**WHAT THIS EXERCISE ASKS**
a: In the piece on North Carolina births, by what percentage did births in the state fall between 2019 and 2020?
b: Rewrite everything from "Since April 2021, births" down to "Carolina since 2009." in the piece on North Carolina births, putting "recovered" in place of "rebounded".
c: Write the next part of the piece on North Carolina births, picking up right after its last sentence.

**READING TEXT**
********************

By on 7.10.23 in Carolina Demographics, NC in Focus

The number of babies born each year in North Carolina, as well as the United States, has been dropping. We published a piece on the topic two years ago when provisional numbers were first released about birthrates during the 2020 pandemic. Since then, the final data has been released.  

(If you read both this piece and the piece we wrote earlier, you’ll notice that percentages are slightly different – that piece was based on provisional data and this piece is based on the final published data.) 

Between 2019 and 2020, North Carolina experienced a Covid-19 baby bust, with births in North Carolina decreasing by 1.7%. The largest decrease in births, -4.1%, occurred in the last quarter,(October through December), about nine months after the pandemic shut down occurred in March 2020. (We suspect the shutdown influenced decisions about whether to have a baby.)  

The sharpest decline took place in November 2020, when the birthrate dropped by 6 percent compared to the previous year. Overall, there were 1,995 fewer births in North Carolina in 2020 compared to 2019, and this downward trend continued throughout the early parts of 2021. 

Since April 2021, births in North Carolina have increased 

We looked at data from the NC State Center for Health Statistics. From 2021 to 2022, births in North Carolina have rebounded. From 2020 to 2021, we saw births increase by 3.2%. The biggest jump took place in in November 2021, which saw a 12.3 percent increase in births compared to November 2020.  

This trend continued into  2022, when there was a 2.7% increase in births year-over-year. Again, we see the  highest growth in November – an increase of 5.1% from November 2021 to November 2022. Provisional statistics indicate that there were 123,698 births in 2022, the highest number of births in North Carolina since 2009.

********************

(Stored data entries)
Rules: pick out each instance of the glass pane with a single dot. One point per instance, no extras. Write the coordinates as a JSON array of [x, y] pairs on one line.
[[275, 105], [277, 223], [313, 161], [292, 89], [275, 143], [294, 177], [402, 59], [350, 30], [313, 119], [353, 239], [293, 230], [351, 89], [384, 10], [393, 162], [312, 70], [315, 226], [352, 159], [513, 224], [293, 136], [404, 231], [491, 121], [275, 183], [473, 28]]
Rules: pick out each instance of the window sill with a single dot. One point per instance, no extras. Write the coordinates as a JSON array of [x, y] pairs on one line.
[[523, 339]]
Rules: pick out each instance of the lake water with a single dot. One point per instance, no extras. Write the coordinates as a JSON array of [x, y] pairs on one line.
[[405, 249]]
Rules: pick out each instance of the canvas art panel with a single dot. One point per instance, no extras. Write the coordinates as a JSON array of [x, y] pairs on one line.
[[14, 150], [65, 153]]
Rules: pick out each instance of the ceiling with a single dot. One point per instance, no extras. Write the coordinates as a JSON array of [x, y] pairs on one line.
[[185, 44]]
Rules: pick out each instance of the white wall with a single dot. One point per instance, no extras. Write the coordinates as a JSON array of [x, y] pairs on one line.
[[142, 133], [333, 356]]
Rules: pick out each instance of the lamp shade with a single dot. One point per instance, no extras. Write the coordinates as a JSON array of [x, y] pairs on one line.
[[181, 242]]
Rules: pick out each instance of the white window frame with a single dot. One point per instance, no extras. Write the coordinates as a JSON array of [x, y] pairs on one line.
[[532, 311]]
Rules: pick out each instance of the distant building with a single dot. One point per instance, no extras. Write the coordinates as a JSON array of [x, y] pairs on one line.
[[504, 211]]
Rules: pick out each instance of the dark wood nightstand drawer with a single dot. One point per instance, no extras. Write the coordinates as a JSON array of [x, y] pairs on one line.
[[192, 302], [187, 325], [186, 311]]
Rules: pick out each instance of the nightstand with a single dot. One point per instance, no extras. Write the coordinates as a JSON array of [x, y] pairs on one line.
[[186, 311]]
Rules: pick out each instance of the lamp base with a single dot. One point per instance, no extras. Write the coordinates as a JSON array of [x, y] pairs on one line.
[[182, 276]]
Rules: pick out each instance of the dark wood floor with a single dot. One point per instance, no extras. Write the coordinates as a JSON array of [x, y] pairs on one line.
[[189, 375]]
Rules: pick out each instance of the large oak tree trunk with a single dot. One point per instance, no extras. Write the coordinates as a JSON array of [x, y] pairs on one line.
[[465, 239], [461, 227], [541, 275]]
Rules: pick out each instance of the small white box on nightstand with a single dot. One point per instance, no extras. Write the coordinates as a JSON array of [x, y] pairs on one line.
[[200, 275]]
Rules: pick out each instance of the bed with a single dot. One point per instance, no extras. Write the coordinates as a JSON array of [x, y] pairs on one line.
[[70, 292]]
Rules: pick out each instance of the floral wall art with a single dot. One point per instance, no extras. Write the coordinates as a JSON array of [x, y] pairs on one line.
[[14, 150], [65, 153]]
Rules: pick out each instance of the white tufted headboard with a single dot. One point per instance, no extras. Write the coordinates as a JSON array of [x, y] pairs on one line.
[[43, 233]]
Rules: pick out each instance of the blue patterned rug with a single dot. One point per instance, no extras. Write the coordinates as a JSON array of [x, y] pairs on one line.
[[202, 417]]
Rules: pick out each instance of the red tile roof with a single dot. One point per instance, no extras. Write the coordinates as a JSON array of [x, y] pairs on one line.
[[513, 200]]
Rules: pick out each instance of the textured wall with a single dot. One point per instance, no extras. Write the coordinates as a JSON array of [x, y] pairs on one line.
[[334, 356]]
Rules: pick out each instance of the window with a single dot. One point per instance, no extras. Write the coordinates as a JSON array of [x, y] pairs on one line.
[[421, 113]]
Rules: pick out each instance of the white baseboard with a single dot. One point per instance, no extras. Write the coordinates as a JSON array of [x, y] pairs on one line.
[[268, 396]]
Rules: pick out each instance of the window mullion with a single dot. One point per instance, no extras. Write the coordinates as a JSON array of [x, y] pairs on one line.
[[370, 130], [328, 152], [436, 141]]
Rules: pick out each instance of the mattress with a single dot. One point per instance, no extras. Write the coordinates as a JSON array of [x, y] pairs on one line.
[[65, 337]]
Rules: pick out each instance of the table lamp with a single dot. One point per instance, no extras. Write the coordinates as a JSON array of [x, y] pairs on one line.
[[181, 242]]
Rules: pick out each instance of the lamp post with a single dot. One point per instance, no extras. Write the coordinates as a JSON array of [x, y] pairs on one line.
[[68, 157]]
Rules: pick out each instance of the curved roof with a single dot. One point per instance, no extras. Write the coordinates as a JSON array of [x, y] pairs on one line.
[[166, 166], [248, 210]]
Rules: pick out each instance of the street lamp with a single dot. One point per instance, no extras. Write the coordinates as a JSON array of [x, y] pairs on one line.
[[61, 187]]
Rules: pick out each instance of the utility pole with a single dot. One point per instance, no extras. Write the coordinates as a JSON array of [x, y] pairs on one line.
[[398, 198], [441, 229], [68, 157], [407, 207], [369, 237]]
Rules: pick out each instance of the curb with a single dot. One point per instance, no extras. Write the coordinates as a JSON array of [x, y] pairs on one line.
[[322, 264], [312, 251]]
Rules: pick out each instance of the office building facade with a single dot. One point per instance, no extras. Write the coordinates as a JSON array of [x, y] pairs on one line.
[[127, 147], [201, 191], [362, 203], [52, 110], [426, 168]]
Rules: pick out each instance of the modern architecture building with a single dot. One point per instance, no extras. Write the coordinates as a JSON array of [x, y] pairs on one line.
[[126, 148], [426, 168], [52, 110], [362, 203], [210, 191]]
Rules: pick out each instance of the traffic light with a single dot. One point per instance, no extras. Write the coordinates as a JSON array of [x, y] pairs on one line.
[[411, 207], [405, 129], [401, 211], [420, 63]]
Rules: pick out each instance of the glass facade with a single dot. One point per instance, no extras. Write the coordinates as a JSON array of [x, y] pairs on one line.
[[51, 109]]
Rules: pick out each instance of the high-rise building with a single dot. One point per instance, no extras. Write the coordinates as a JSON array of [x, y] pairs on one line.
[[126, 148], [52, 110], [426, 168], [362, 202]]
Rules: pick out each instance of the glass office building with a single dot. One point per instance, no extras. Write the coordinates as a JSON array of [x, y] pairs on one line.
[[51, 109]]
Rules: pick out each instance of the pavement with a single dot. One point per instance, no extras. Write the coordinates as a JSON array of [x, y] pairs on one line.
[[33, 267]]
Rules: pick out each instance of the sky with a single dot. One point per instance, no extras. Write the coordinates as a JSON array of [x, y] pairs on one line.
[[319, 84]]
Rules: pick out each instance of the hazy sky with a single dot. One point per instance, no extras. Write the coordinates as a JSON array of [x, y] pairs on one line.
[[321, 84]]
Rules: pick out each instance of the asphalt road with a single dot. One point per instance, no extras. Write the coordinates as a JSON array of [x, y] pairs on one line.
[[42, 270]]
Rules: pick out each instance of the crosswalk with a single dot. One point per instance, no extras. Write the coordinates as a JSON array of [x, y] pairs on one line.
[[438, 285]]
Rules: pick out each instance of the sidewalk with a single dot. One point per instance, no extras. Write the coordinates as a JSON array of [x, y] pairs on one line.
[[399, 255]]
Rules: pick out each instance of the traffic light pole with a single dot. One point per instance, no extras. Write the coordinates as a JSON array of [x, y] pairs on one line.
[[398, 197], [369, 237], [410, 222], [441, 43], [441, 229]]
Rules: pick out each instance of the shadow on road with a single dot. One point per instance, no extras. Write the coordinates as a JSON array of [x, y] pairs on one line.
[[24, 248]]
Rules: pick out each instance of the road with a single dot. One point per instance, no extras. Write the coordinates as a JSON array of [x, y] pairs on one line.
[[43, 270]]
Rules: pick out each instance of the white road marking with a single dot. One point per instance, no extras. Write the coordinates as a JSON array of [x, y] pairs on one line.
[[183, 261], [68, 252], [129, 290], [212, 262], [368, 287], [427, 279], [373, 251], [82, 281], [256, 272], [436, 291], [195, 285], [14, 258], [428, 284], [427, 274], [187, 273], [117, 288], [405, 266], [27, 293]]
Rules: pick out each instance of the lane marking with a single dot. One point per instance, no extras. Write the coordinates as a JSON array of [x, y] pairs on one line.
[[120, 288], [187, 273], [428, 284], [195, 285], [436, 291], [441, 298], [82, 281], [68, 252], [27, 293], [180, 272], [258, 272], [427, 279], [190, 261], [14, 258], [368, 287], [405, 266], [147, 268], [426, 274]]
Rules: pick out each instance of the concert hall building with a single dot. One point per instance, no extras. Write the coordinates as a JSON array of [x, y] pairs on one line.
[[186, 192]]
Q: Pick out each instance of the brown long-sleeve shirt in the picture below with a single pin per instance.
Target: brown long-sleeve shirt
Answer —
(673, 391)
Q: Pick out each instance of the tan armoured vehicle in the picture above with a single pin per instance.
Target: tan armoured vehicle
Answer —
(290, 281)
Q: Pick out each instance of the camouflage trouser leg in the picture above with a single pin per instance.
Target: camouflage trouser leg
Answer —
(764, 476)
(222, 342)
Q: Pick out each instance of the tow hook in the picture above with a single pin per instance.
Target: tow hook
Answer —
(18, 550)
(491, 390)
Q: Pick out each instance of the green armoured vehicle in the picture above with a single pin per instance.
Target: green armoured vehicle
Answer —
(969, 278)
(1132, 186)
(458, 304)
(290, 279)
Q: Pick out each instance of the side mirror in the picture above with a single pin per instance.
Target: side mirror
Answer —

********************

**ANSWERS TO THE EXERCISE**
a: Births in North Carolina fell by 1.7% between 2019 and 2020.

b:
Since April 2021, births in North Carolina have increased 

We looked at data from the NC State Center for Health Statistics. From 2021 to 2022, births in North Carolina have recovered. From 2020 to 2021, we saw births increase by 3.2%. The biggest jump took place in in November 2021, which saw a 12.3 percent increase in births compared to November 2020.  

This trend continued into  2022, when there was a 2.7% increase in births year-over-year. Again, we see the  highest growth in November – an increase of 5.1% from November 2021 to November 2022. Provisional statistics indicate that there were 123,698 births in 2022, the highest number of births in North Carolina since 2009.

c:
North Carolina has recouped the “lost” births from the Covid-19 baby bust of 2020. Although North Carolina’s births have rebounded and there have been two years of consecutive growth, these figures do not suggest that the state is experiencing a baby boom. This is not the first time in the past decade that there has been growth in terms of births: in 2014, for instance, North Carolina births in North Carolina increased by 1.7% compared to 2013.

What this means

Despite an increase in births following the baby bust in 2020, the Total Fertility Rate (TFR) in North Carolina (the average number of children a woman would have in her life) remains below replacement level. In 2021, the last year that North Carolina’s Department of Health & Human Services (NCDHHS) published age-specific birth data, the TFR was 1.71, slightly higher than the national TFR (1.66), but still below the 2.1 needed for the population to remain steady. This means that without people moving into North Carolina (in-migration), North Carolina’s population is shrinking.